◆ **Task directions**
Copy every one of the entries below word for word.

◆ **Source material**
# # # # # # #
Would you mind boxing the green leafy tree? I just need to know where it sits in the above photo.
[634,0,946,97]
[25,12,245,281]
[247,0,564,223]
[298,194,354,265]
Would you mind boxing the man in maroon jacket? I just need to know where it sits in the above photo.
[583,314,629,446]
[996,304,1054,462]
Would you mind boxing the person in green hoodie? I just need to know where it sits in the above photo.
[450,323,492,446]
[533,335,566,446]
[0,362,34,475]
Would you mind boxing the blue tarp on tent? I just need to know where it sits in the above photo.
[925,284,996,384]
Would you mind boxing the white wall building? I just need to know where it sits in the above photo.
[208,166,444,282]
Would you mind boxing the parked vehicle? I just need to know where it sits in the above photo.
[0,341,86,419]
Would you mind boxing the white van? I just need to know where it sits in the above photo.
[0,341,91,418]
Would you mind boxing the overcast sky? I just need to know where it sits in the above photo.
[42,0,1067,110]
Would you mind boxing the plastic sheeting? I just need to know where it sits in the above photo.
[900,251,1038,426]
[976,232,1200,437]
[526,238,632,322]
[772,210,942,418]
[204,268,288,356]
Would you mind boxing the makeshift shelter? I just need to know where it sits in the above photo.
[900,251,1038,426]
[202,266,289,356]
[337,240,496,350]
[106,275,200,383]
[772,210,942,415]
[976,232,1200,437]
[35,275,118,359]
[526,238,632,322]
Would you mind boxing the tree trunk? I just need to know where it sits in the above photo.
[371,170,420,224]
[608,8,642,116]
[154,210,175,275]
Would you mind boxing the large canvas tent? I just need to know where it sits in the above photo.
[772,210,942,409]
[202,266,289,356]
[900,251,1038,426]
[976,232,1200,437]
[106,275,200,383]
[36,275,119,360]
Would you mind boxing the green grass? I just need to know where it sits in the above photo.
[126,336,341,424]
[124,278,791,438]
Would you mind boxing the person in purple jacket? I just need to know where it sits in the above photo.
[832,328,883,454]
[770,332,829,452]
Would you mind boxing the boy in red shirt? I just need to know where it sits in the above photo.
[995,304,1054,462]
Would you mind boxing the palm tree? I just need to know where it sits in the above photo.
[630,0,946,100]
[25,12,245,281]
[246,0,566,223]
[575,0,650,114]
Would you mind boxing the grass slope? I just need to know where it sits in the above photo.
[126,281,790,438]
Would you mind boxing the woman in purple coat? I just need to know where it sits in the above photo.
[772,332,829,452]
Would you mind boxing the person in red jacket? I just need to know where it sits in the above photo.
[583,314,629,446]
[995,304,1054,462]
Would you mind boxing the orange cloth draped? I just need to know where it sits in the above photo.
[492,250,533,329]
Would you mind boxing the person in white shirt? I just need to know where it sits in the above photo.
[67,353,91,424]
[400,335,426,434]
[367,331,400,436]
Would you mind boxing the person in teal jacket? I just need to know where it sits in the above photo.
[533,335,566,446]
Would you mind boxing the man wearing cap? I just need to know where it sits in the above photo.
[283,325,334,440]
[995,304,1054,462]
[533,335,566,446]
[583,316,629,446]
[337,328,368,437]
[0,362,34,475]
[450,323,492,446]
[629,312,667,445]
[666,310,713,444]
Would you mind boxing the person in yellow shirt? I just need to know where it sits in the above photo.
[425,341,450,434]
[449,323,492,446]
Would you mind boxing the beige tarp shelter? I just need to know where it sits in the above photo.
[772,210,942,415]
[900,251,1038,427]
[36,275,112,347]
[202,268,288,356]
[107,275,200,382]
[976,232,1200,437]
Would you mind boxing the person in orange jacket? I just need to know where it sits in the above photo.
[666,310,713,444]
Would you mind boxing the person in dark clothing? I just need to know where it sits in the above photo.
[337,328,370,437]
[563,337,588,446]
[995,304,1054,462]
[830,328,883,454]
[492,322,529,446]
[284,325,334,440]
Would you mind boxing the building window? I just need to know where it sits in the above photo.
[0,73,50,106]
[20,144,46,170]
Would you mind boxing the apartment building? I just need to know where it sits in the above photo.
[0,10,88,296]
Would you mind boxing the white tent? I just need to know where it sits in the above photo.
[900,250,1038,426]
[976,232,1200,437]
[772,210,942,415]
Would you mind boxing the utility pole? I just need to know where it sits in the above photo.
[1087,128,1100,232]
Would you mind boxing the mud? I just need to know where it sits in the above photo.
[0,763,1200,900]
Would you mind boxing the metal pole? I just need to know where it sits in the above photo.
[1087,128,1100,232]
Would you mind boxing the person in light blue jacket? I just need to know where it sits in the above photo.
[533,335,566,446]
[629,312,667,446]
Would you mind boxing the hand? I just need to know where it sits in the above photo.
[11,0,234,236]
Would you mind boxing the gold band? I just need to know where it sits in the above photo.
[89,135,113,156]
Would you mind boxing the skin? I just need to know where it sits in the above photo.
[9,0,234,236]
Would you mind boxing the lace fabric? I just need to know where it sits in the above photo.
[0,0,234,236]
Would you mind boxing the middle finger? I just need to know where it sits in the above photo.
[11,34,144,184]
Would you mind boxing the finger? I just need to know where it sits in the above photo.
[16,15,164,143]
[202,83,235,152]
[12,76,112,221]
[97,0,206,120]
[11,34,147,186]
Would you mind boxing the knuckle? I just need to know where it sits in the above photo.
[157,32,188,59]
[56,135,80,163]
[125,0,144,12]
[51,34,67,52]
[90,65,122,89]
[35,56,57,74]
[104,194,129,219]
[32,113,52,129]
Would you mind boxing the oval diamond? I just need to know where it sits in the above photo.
# # # # # # #
◆ **Solution below**
Would you mind boxing the green leafy tree? I just need to know where it sits in the above photo.
[634,0,946,97]
[25,12,245,281]
[247,0,564,223]
[298,194,354,265]
Would you mind boxing the man in maroon jacket? I just need to know where it sits in the above photo.
[583,314,629,446]
[996,304,1054,462]
Would you mind boxing the person in green hoodie? I just need to know where it sits in the above photo.
[450,323,492,446]
[533,335,566,446]
[0,362,34,475]
Would you mind boxing the blue tarp on tent? I just need to know where it sits in the above photo.
[925,284,996,384]
Would you mind boxing the white wall building? I just need to know where it sits in the above photo.
[208,166,444,282]
Would you mind boxing the parked vehicle? I just need to know where it sits in the above photo.
[0,341,86,419]
Would you mind boxing the white van? I just need to know where it sits in the above photo.
[0,341,91,418]
Would you mind boxing the overcast sky? I just need to know where it sits in the above photo.
[42,0,1067,110]
Would you mind boxing the plastic sheeting? I just need to know where it sits in the above photo.
[900,251,1038,426]
[976,232,1200,437]
[526,238,632,322]
[772,210,942,418]
[204,268,288,356]
Would you mind boxing the makeshift shelter? I just need to know where it sits in the above photo.
[900,251,1038,426]
[202,266,289,356]
[337,240,496,350]
[106,275,200,383]
[772,210,942,415]
[976,232,1200,437]
[35,275,118,359]
[526,238,632,322]
Would you mind boxing the tree trunk? I just need to know where it sits in the above photo.
[371,170,420,224]
[608,8,642,116]
[154,210,175,275]
Would you mind boxing the large canvas tent? I just need to know where it sits in the above photo.
[772,210,942,409]
[202,266,289,356]
[900,251,1038,426]
[976,232,1200,437]
[106,275,200,383]
[36,275,119,360]
Would you mind boxing the green grass? I just need to know where it sits in the above photo.
[126,336,341,424]
[124,278,791,438]
Would you mind boxing the person in purple jacket? I just need to know where it sits in the above photo.
[832,328,883,454]
[770,332,829,452]
Would you mind boxing the boy in red shirt? I just need to know where it sits in the above photo.
[995,304,1054,462]
Would you mind boxing the palm tree? I just need to know where it sits in the above photo.
[630,0,946,100]
[25,12,245,281]
[246,0,566,223]
[575,0,650,114]
Would you mind boxing the grass slope? I just need to know where it sits in the above photo.
[126,281,790,438]
Would you mind boxing the woman in purple coat? I just need to know where it sits in the above photo.
[772,332,829,452]
Would you mind boxing the person in red jacket? I just need to know where it sits in the above photo.
[583,314,629,446]
[995,304,1054,462]
Would you mind boxing the orange cloth draped? I just need to know where it sits in the above photo.
[492,250,533,329]
Would you mind boxing the person in white shirt? I just need to know where it sits in the above photo.
[67,353,91,424]
[400,335,426,434]
[367,331,400,436]
Would you mind boxing the person in teal jacket? I just need to know where it sits in the above photo.
[533,335,566,446]
Would you mind boxing the man wearing cap? I just need to know where it sits in the above photo.
[283,325,334,440]
[995,304,1054,462]
[533,335,566,446]
[583,316,629,446]
[337,328,368,437]
[0,362,34,475]
[450,323,492,446]
[629,312,667,445]
[666,310,713,444]
Would you mind boxing the person in yellow shirt? I just need to know where it sits in the above photo.
[425,341,450,434]
[449,323,492,446]
Would you mind boxing the beige tarp shelter? I just need to know where it sits in the above photo.
[772,210,942,415]
[900,251,1038,427]
[36,275,112,347]
[202,268,288,356]
[107,275,200,382]
[976,232,1200,437]
Would you mind boxing the person in orange jacket? I just need to know where it sits in the above photo.
[666,310,713,444]
Would you mind boxing the person in dark clothing? I just need to know where it sits in the above photo.
[337,328,370,437]
[563,337,588,446]
[995,304,1054,462]
[830,328,883,454]
[492,322,529,446]
[284,325,334,440]
Would you mind boxing the building window? I just need to know where it sits in the above photo.
[0,73,50,106]
[20,144,46,170]
Would you mind boxing the apartment building? I just need to know where it sits in the above photo.
[0,10,88,296]
Would you mind boxing the white tent? I just need to know where it sits in the above photo.
[900,250,1038,426]
[976,232,1200,437]
[772,210,942,415]
Would you mind boxing the utility pole? I just need to know where it sits in the above photo.
[1087,128,1100,232]
Would you mind boxing the mud? I just need to know where it sits in the above photo.
[0,763,1200,900]
Would you mind boxing the metal pole? I just need to know where it sits in the above photo.
[1087,128,1100,232]
Would you mind boxing the person in light blue jacket? I just need to know where it sits in the above photo.
[533,335,566,446]
[629,312,667,446]
Would you mind boxing the hand? I just need to know where it sits in the above photo.
[11,0,234,236]
Would you mind boxing the gold band? I just need to know where it sits in the above photo.
[89,135,113,156]
Would you mind boxing the skin? I just need to know where it sits in the above photo.
[9,0,234,236]
Would you mind boxing the lace fabric? I just need to know where it sits in the above photo.
[0,0,234,236]
Would you mind boxing the middle finger? I just need to know where it sits in the above photo.
[11,34,144,184]
Would you mind boxing the finger? I just need to know where it sits in the above photo.
[16,15,164,143]
[202,83,235,152]
[12,76,112,221]
[97,0,206,120]
[11,34,147,186]
Would you mind boxing the knuckle? I just need to know where it sits in the above photo.
[157,32,188,59]
[56,135,80,163]
[125,0,144,12]
[51,34,67,52]
[90,65,122,89]
[35,56,57,74]
[104,194,129,219]
[32,113,52,129]
Would you mind boxing the oval diamond? I just need to know where it sits in the above photo.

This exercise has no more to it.